* **Task prompt**
Write out the entire passage below about the congregation's new study programs, word for word.
-- Start Given text --
We implemented other new programs at new times, too. Two years ago we embarked on our Living the Questions1 program, which includes dinner. We were overwhelmed by the response, which we attributed to the timely subjects covered, such as how to be a mainline Christian in an increasingly evangelical world. This year we added a new twist to our plan. One of the barriers to participation in study groups was the desire of parents to have evenings with their children. In the fall we decided to offer a children’s program to coincide with the adult study of Serious Answers to Hard Questions. Again, the floodgates did not open, but we did get several more families involved because their children were treated with the concern and commitment of the congregation. This has been another way of discovering who we are—in our case, a congregation of many young families—and responding with programming that addresses our members’ needs. Now with Saving Jesus, a new 12-part program on the person of Jesus from the Living the Questions resources, we see steady growth in participation and a diversity in our participants that more closely reflects the diversity of our neighborhood.
-- End Given text --
-- Start Extracted entries --
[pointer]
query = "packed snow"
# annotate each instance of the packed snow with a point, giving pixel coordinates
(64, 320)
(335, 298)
-- End Extracted entries --
* **Response to this task**
We implemented other new programs at new times, too. Two years ago we embarked on our Living the Questions1 program, which includes dinner. We were overwhelmed by the response, which we attributed to the timely subjects covered, such as how to be a mainline Christian in an increasingly evangelical world. This year we added a new twist to our plan. One of the barriers to participation in study groups was the desire of parents to have evenings with their children. In the fall we decided to offer a children’s program to coincide with the adult study of Serious Answers to Hard Questions. Again, the floodgates did not open, but we did get several more families involved because their children were treated with the concern and commitment of the congregation. This has been another way of discovering who we are—in our case, a congregation of many young families—and responding with programming that addresses our members’ needs. Now with Saving Jesus, a new 12-part program on the person of Jesus from the Living the Questions resources, we see steady growth in participation and a diversity in our participants that more closely reflects the diversity of our neighborhood.